Our mechanic, Al, took the car apart on the day we arrived. Once the part he needed arrived, he worked from 10 am to 3 pm and the following day he worked on it from 6 am to 2pm. He only billed us $14 for his labor. Sure was great to meet friendly people.

Our Mechanic, Al

Finally, we left Plankinton and headed on. We drove straight to Florida, making only one stop….to visit a friend. We arrived at my Aunt Muriel’s house early on Sunday morning.

We sure surprised mom when we showed up at church. Dad was happy to see us too. They didn’t seem to be upset when they found out our plans for the summer. I was surprised.

We soon had car problems again. This time we were broke, so we spent a week washing windows, cleaning houses and porches, and selling flowers. We earned $100!

Selling flowers

We had planned to do our migrant work across the south of the U.S., but my Uncle Ted advised us to work up the east coast instead. I thought he had a better idea of what we would be facing than anyone else, so we decided to heed his advice.

_ _ _ _ _ _ _

• Goal A
List every person the road-trip account refers to by name.
The records bear no relation to the road-trip account.

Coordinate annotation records

_ _ _ _ _ _ _

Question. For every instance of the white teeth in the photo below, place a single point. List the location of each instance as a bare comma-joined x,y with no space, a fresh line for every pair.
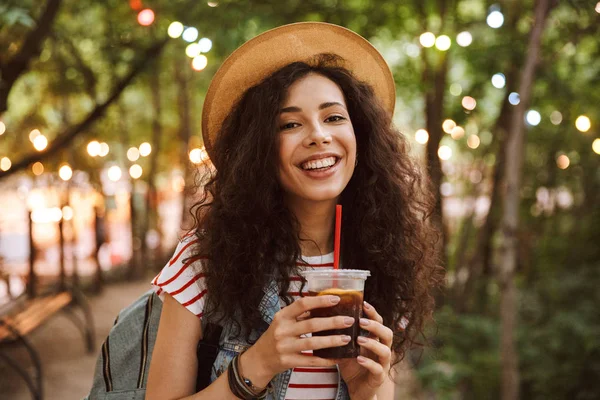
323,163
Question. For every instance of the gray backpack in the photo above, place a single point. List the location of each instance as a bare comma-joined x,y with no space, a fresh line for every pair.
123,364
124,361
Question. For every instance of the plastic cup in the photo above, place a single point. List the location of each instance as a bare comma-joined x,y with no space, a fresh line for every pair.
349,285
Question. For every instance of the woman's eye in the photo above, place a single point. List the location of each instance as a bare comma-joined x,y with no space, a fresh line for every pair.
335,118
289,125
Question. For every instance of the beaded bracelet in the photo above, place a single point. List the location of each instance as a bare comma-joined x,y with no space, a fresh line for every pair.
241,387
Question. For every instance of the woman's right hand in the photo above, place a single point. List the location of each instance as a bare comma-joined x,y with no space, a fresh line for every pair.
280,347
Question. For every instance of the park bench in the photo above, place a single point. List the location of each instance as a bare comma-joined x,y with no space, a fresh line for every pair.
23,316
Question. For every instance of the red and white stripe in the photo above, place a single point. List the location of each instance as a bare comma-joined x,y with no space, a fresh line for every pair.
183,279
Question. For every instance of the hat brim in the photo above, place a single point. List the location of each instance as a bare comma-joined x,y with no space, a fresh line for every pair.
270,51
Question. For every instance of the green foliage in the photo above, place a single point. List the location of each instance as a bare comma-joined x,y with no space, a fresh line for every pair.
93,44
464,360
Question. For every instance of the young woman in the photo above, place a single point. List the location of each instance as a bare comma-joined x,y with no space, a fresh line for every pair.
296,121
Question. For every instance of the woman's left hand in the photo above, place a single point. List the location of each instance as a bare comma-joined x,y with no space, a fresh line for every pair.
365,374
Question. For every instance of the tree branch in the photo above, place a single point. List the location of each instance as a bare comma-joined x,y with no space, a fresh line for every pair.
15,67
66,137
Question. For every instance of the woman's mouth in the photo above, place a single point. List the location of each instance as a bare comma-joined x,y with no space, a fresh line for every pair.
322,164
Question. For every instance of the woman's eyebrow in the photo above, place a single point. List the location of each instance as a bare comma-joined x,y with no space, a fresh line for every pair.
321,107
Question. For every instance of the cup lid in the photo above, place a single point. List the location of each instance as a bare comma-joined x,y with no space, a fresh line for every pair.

_ _ _ _ _ _ _

• Goal B
In the records, from the line with "Question. For every instance of the hat" through the end of the records, substitute "single marker" for "single point" and keep everything else unchanged. Return only those lines.

• Result A
Al
Aunt Muriel
Uncle Ted

• Result B
Question. For every instance of the hat brim in the photo above, place a single marker. List the location of each instance as a bare comma-joined x,y with no space, a fresh line for every pair.
270,51
Question. For every instance of the green foliage in the photo above, place a single marker. List the location of each instance as a bare comma-joined x,y with no space, a fresh line for every pair.
93,44
464,360
Question. For every instance of the young woman in the photo above, place a single marker. List the location of each instance as a bare comma-joined x,y with no space, a fresh line for every pair.
296,121
Question. For every instance of the woman's left hand in the photo above, place a single marker. List the location of each instance as a bare comma-joined x,y with no space, a fresh line for every pair.
365,374
Question. For every instance of the tree branch in the photo above, place a single marker. List the location of each instance as a bare comma-joined x,y with no space, a fresh line for every pair.
15,67
66,137
Question. For every instance of the woman's mouth in the photo above, place a single marker. List the location of each instance as a bare comma-joined x,y with no space, a fresh line for every pair.
322,164
Question. For every instance of the woman's eyebrow in the photo above, place a single marker. List the location of each instance as a bare comma-joined x,y with no space, a fresh line for every pair.
321,107
Question. For every instance of the cup lid in the photo above, place a single marker. List the location of each instance as a bare comma-joined x,y with no space, a fresh line for every pair.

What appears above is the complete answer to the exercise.